DIRECTION: Reproduce word for word the passage in the concrete compression text from "Nanoindentation on each" up to and including "all 25 × 20.".

— START OF TEXT SHOWN —

In this research, the damage of concrete is investigated when subjected to compressive loading. Based on the previous research achievement, it is hypothesized that the fracture of “concrete fiber” originates at the mesoscale. On the one hand, nanoindentation tests are conducted on each constituent of concrete: hardened cement paste (HCP), interfacial transition zone (ITZ) and aggregate. By application of the confined force chain buckling model proposed in this paper, reconstruction technique [21] and random field theory, the SPI of fracture behavior could be obtained for concrete fiber at the mesoscale. On the other hand, the SPI of meso-parameters of concrete could also be recognized from macro-testing employing the stochastic damage model. Thus, this hypothesis could be proven, as long as the SPI of the meso-fiber from the nanoindentation coincides with that recognized from the macro-testing.

2. Materials and Methods

2.1. Materials and Preparation

The material prepared here was ordinary concrete with water: cement: sand: with an aggregate ratio of 0.4:1:2:5. The bars were made measuring 0.1 m × 0.1 m × 0.3 m, and hydrated with the humidity of 95% at the room temperature for three months, which were used for uniaxial compression testing at the macroscale. Then, the prisms were sliced into small specimens with approximate dimensions of 0.02 m × 0.02 m × 0.005 m, which were prepared for nanoindentation. After embedding into the epoxy resin, grinding and polishing with silicon carbide papers, and ultrasonically cleaning, the samples for nanoindentation (Figure 1) were prepared. Details of sample preparation for nanoindentation have been described in the previous study [21].

2.2. Nanoindentation

The equipment conducting nanoindentation in the present paper is the NanoTest Vantage system (Figure 2, from Micro Materials Limited in Wrexham, UK) to offer nanomechanical and nanotribological tests, with electromagnetic load application, with a maximum load of 500 mN, load resolution of 3 nN and displacement resolution of 0.002 nN. A series of nanoindentation tests were conducted with a Berkovich tip, with a maximum depth of 300 nm, loading and unloading rate of 0.2 mN/s and holding time of 15 s. According to the approach of Oliver and Pharr [24], indentation hardness H and indentation modular M were obtained from loading-unloading curves. Furthermore, Young’s modulus linking to the elastic constants of specimen and indenter [25], could be expressed as

$$\frac{1}{M}\stackrel{}{=}\frac{1-{\nu }^2}{E}+\frac{1-{\nu }_i{}^2}{E_i}$$

(1)

where $E_i$ and ${\nu }_i$ are Young’s modulus and Poisson’s ratio of the indenter employed with a given value of 1140 GPa and 0.07; $E$ and $\nu$ are that of the tested materials, and the Poisson’s ratio is 0.2.

Nanoindentation on each constituent of concrete was conducted in the present paper, and the dimensions of the indent lattice for HCP, ITZ and aggregate were all 25 × 20.

— END OF TEXT SHOWN —
— START OF COLLECTED DATA —

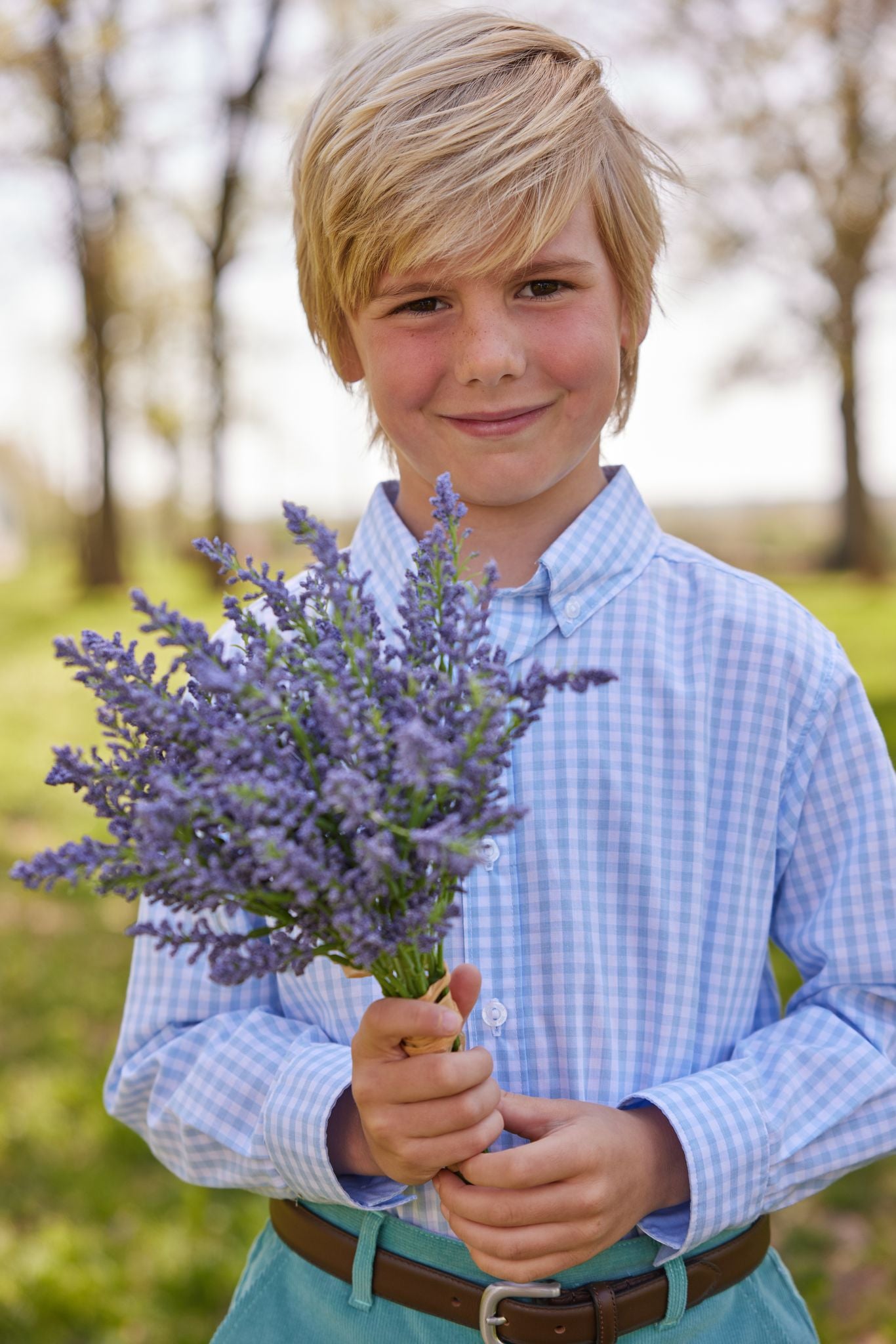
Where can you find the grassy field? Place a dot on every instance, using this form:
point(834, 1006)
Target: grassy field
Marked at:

— END OF COLLECTED DATA —

EXERCISE RESPONSE:
Nanoindentation on each constituent of concrete was conducted in the present paper, and the dimensions of the indent lattice for HCP, ITZ and aggregate were all 25 × 20.